» **Stated exercise 1**
Swap "Senate" for "upper house" and reproduce everything in the Thai amnesty bill article from "The Thai Senate’s" down to "Thailand’s political temperature.".
» **Stated exercise 2**
Pick up the Thai amnesty bill article after its last sentence and carry it forward.

» **Document excerpt**
========

The Thai Senate’s decisive 141-0 vote Monday killing the
Pheu Thai Party’s blanket amnesty bill, which would have absolved everybody of
political guilt going back to 2004 and cleared the way for the return of
Thaksin Shinawatra from exile, is an indication of how badly the former prime
minister has misjudged Thailand’s political temperature.
Thailand had been sailing along relatively peacefully since
2011 elections brought Pheu Thai to power with a 252 vote majority and a strong
coalition of other parties in the 500-member lower house of parliament. Today
it is unknown how much the failed bill may cost Thaksin and his party.
Just weeks ago, it appeared that Thaksin’s sister Yingluck
had managed the country’s politics skillfully enough to pilot the government
through to the next election in 2016 and, with the opposition Democrats in
continuing disarray, possibly to form a continuing dynasty for years to come.
Those hopes have now been dashed.
With noisy street demonstrations continuing despite the
failure of the amnesty measure, it is starting to appear that the public has
woken up. Nine members of the opposition Democrat Party led by former deputy
prime minister Suthep Thaugsuban, who resigned his position in parliament,
today called for a three-day general strike starting tomorrow for both the
public and private sector, demanding that businesses delay paying taxes, that
Thai flags be flown throughout the country, and in one particularly delicious
tactic, urging citizens to blow whistles at the sight of Prime Minister
Yingluck Shinawatra and Pheu Thai ministers.

========

» **Data section**
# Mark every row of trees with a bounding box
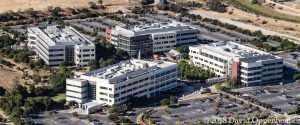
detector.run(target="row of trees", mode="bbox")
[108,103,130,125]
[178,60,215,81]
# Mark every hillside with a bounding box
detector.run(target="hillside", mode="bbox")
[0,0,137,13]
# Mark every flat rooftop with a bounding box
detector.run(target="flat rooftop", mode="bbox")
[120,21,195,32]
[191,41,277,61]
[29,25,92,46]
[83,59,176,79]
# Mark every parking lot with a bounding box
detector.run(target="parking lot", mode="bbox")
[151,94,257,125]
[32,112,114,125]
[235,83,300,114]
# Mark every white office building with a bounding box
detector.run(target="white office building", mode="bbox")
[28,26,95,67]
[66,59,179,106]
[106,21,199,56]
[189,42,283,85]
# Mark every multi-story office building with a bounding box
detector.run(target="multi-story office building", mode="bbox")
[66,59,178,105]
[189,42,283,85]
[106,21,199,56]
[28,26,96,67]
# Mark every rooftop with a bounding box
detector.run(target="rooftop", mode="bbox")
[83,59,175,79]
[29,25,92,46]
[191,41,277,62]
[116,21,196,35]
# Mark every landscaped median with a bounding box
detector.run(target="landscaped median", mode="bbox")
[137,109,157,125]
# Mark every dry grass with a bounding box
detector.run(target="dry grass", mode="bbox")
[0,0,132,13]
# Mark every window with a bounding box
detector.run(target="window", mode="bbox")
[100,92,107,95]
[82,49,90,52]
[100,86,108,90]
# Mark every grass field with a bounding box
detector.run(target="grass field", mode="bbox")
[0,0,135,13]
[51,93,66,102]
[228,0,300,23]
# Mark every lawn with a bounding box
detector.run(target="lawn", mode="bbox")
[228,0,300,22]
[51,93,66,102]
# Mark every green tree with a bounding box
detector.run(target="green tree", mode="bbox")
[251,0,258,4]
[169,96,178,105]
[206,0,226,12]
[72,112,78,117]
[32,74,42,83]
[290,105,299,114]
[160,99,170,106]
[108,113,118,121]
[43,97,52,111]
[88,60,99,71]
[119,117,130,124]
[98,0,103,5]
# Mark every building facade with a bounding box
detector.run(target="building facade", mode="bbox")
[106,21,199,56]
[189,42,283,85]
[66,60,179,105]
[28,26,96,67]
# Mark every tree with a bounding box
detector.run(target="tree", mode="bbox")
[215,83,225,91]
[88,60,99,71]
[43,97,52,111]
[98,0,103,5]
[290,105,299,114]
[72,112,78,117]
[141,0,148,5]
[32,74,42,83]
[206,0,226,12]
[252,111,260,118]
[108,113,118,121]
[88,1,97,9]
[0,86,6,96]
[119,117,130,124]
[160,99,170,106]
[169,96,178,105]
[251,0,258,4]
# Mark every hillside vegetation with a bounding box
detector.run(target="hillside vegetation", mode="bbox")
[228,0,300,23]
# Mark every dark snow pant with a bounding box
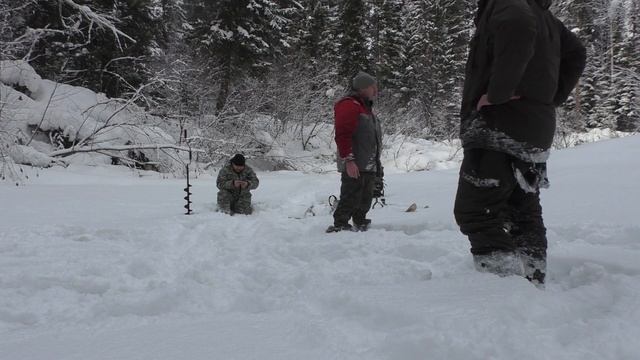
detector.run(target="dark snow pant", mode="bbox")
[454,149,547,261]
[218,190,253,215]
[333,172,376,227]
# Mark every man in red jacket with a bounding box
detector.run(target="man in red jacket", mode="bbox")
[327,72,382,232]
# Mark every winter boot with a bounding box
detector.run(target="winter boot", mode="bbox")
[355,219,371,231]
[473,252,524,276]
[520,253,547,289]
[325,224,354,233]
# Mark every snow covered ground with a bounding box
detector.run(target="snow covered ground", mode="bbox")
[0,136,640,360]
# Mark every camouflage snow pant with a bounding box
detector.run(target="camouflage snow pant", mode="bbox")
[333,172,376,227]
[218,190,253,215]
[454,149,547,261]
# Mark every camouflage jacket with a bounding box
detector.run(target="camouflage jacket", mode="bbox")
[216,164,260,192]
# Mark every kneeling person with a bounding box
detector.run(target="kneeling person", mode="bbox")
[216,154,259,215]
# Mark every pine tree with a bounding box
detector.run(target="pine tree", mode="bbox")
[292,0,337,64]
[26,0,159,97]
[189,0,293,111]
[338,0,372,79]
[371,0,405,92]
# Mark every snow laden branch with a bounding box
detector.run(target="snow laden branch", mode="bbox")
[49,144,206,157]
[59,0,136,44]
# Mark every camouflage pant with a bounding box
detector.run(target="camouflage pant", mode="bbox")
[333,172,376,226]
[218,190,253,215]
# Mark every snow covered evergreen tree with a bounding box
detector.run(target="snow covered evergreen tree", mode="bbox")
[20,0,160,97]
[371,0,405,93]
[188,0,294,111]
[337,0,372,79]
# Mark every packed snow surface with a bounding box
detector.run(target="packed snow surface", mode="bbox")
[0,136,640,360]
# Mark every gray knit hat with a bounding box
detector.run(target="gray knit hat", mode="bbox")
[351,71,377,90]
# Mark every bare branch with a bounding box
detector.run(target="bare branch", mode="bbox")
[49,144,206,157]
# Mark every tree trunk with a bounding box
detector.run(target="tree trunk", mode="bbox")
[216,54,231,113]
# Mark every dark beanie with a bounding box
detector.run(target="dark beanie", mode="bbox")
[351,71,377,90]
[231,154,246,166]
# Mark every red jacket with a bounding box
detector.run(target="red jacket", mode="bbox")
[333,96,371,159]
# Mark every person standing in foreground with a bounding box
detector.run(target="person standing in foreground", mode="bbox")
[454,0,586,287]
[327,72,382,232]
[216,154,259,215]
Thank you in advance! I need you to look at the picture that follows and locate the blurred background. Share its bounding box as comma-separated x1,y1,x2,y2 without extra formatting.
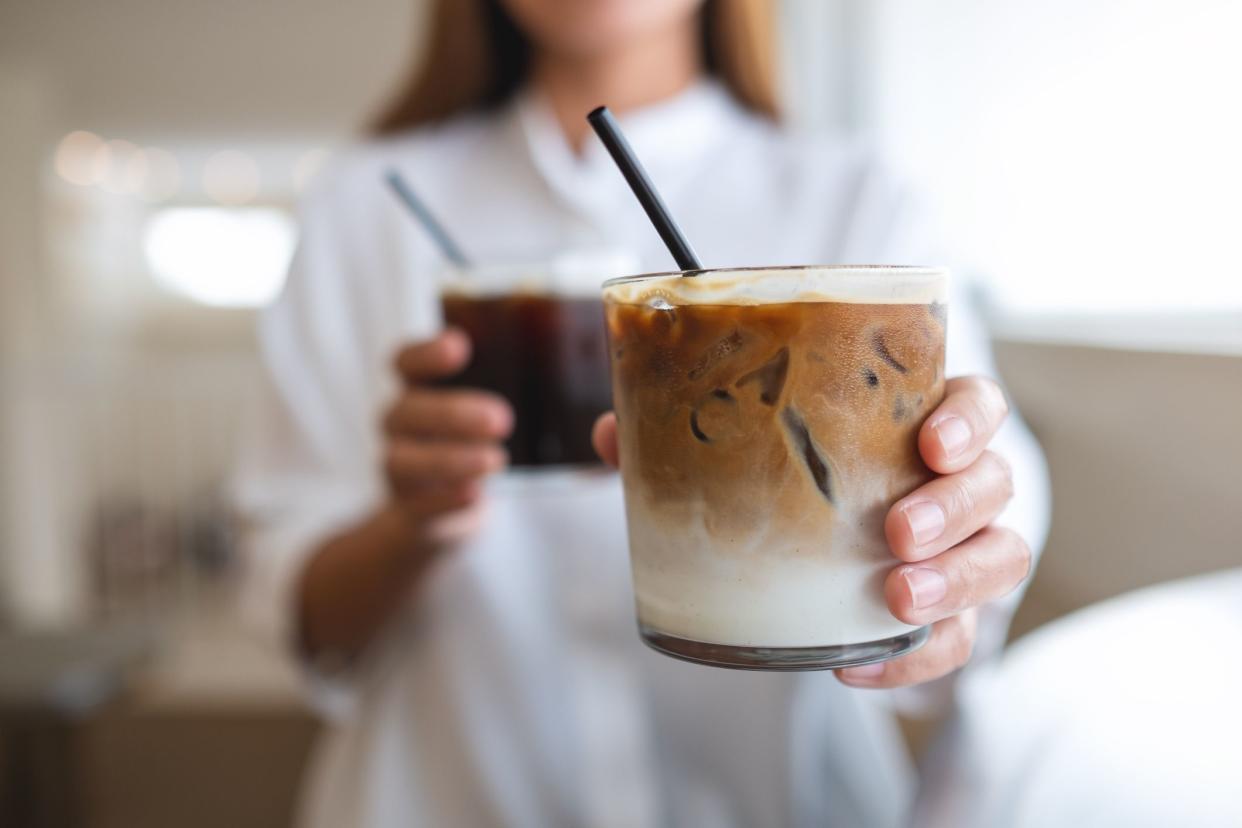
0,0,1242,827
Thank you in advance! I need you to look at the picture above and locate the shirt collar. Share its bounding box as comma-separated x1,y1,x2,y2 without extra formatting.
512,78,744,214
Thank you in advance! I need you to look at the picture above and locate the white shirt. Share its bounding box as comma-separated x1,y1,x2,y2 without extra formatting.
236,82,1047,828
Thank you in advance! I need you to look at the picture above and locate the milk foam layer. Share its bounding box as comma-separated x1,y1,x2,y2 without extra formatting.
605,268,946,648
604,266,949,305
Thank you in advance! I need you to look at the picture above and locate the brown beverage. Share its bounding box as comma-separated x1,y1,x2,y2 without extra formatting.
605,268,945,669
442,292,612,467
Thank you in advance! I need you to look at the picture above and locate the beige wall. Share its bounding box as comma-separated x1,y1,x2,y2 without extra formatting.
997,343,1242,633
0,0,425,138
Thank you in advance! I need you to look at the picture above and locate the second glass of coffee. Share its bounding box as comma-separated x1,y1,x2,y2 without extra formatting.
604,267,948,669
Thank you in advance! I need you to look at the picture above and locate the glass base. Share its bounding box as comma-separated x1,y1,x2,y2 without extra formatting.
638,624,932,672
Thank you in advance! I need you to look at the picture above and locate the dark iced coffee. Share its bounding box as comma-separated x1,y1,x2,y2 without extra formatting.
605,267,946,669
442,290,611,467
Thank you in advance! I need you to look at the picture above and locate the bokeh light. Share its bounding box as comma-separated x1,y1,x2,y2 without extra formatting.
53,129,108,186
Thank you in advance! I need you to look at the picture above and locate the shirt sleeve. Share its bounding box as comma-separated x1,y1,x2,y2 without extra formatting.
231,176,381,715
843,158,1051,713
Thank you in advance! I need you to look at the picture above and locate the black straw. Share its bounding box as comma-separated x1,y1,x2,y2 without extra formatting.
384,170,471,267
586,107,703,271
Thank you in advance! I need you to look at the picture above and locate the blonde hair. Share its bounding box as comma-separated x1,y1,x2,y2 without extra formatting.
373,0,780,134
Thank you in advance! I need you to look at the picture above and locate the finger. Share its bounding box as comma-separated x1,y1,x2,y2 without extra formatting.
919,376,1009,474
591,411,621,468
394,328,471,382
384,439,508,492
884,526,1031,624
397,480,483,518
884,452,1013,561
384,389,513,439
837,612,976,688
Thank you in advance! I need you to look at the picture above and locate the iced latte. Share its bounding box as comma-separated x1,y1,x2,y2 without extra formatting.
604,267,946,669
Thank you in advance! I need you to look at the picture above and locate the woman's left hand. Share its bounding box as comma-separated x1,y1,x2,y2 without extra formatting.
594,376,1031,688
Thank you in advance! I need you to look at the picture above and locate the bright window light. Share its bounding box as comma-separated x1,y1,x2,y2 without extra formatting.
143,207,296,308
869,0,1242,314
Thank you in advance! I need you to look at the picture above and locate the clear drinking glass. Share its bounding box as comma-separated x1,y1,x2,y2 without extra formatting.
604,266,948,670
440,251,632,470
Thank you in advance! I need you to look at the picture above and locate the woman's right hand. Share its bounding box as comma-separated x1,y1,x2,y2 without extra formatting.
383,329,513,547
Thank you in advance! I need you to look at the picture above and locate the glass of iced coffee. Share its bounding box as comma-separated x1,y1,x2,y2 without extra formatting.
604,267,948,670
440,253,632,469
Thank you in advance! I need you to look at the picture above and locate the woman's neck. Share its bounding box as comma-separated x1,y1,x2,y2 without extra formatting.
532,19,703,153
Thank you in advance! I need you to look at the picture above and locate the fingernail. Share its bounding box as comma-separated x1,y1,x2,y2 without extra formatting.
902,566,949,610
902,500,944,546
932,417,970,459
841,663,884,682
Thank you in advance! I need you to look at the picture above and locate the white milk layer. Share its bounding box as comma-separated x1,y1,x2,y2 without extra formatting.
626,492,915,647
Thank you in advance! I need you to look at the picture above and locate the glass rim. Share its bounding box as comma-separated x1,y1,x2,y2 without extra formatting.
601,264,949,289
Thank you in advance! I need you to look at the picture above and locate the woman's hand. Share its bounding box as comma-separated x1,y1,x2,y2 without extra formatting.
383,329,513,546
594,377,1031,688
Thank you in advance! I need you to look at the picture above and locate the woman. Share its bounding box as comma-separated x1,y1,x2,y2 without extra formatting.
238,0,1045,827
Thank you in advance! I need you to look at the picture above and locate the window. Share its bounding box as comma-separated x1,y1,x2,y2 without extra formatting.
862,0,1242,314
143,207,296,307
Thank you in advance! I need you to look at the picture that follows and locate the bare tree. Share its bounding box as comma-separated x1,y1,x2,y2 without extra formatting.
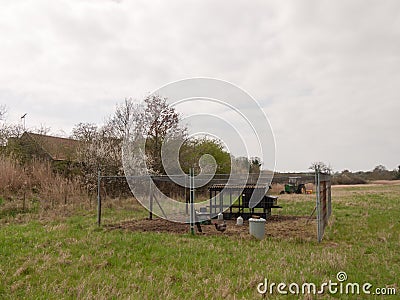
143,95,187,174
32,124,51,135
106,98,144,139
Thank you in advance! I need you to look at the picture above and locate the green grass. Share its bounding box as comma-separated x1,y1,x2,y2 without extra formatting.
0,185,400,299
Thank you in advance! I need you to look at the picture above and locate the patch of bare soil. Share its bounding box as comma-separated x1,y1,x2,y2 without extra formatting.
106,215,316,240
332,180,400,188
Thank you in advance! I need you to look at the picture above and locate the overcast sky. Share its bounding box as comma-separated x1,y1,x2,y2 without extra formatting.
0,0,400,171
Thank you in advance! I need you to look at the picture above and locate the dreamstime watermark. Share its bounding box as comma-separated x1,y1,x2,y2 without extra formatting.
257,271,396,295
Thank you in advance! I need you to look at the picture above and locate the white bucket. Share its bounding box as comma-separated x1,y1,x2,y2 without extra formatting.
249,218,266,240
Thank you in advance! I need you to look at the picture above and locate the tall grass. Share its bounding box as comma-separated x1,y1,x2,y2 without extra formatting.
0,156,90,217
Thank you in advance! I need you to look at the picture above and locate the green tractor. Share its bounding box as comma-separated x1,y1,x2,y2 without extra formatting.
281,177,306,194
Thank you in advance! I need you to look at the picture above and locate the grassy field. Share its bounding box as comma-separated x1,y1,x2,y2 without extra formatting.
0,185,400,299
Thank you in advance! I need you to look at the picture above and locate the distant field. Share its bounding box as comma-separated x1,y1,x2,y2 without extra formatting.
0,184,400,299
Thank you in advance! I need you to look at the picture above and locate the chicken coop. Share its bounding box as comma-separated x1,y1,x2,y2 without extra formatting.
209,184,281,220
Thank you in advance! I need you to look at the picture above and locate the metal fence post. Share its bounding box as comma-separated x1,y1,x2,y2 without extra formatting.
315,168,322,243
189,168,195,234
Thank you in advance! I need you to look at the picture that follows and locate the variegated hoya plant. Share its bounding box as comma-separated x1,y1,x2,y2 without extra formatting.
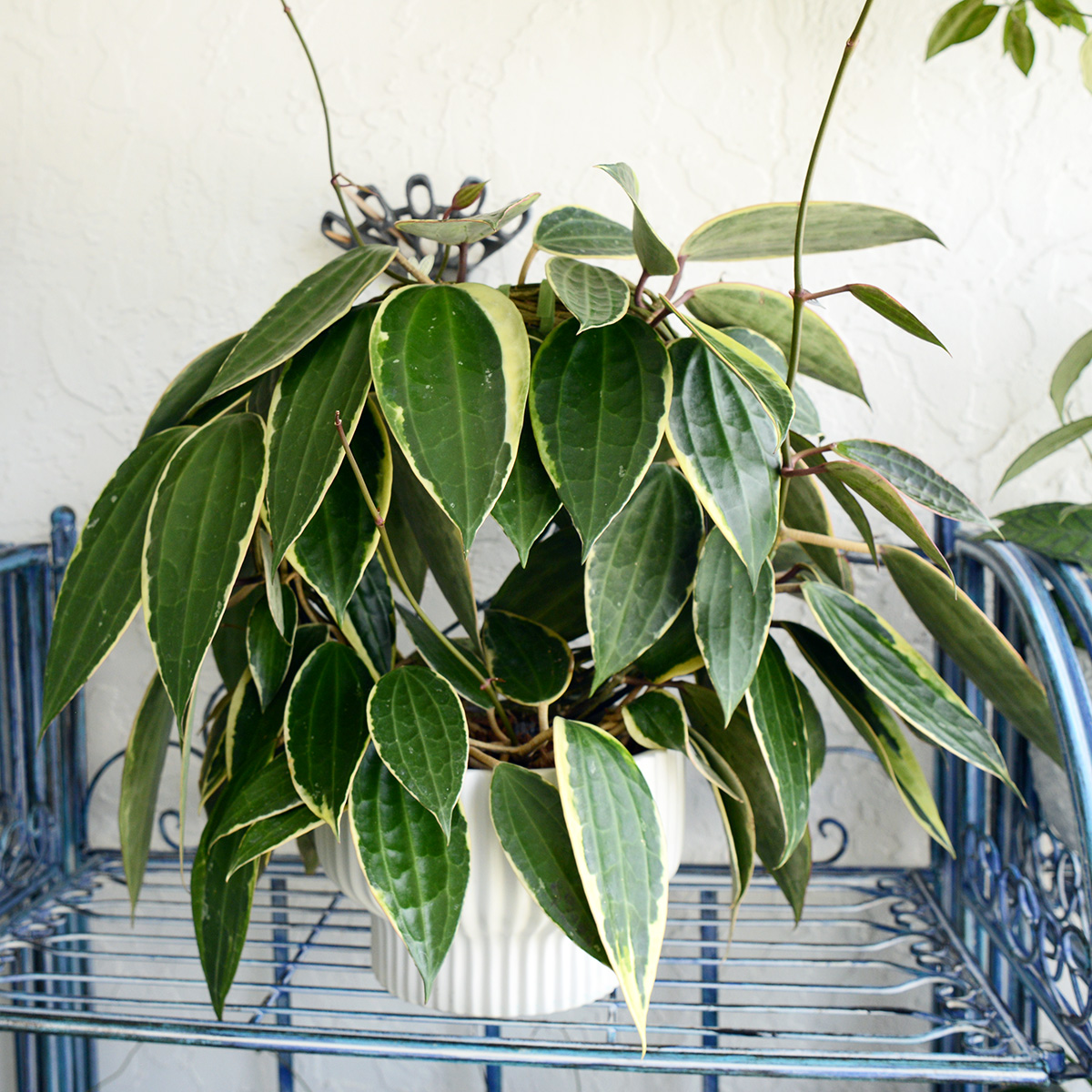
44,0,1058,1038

========

» **Exercise answer 1**
The Thai upper house’s decisive 141-0 vote Monday killing the
Pheu Thai Party’s blanket amnesty bill, which would have absolved everybody of
political guilt going back to 2004 and cleared the way for the return of
Thaksin Shinawatra from exile, is an indication of how badly the former prime
minister has misjudged Thailand’s political temperature.

» **Exercise answer 2**
The Democrats, who have been largely quiescent since their
drubbing in the 2011 elections, in September said they would change their
tactics and take to the streets, a vow that has been largely ignored until now,
when citizen anger has boiled over in their favor. The disjointed urban elites
who have opposed Thaksin from the start have coalesced around the issue. Three
protest groups—the Anti-Thaksin Coalition, the People’s Democratic Force to
Overthrow Thaksinism and the Dhamma Army – some of them the remnants of the
People’s Alliance for Democracy – have reawakened their ambitions to bring down
the government.
While the Pheu Thai majority in Parliament means that could
be an empty threat, it may well be that the Thaksin phenomenon has now crested
on its own with the humiliating defeat of the bill and the people in the
streets baying for political blood. The Thaksin era began in 2001 with the
telecommunications magnate’s ascension to become Thailand’s prime minister and
has continued even through the 2006 coup that pushed him from power and the
court case that has kept him a fugitive from the law on charges of abuse of
power.
It won’t happen right away. Still enormously popular in
Thailand’s poverty-stricken northeast because of his populist social programs,
Thaksin jockeyed his politically inexperienced sister into position to act as
his surrogate and installed his top advisors to run her government.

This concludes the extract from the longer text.